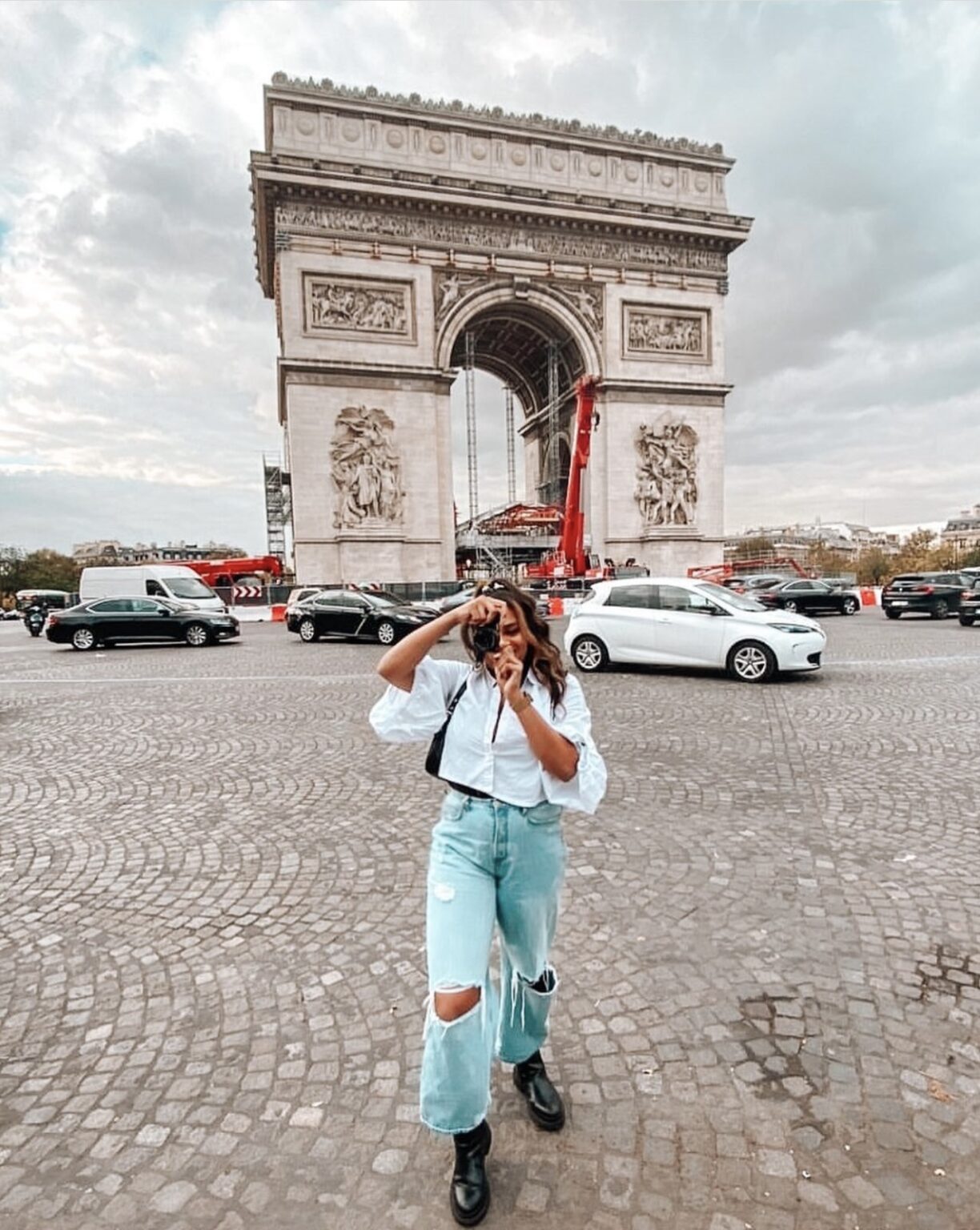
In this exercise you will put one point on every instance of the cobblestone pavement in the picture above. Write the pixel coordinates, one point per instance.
(211, 970)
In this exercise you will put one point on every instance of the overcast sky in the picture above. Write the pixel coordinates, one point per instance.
(137, 352)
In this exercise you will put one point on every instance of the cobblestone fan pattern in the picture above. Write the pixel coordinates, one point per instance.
(211, 968)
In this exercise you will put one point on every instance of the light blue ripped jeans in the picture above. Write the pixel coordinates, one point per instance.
(490, 861)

-.-.-

(TASK TO CARRY OUT):
Can you recast the data above as a Markdown table with the columns Row and Line, one numbered row for each line, with blank lines and the pictures left out?

(SOLUTION TO THE PROBLEM):
| Row | Line |
|---|---|
| 1 | In this exercise you will put one point on every instance of the cobblestone pavement in the picture above. Write the pixel coordinates, one point per instance. |
| 2 | (211, 970) |
| 3 | In this exercise you will put one point on every instance of the overcast sky in the picture above. Write the pixel coordinates, one point per instance. |
| 4 | (137, 352) |
| 5 | In this exercise you will put one point on every instance of the cobblestone fan pattern in the picture above. Write the pixel coordinates, one point per instance. |
| 6 | (211, 968) |
| 7 | In this exercise you will put one point on every instance of the light blue ripped jeans in the picture above. Write the pixel coordinates, one point per instance. |
| 8 | (490, 861) |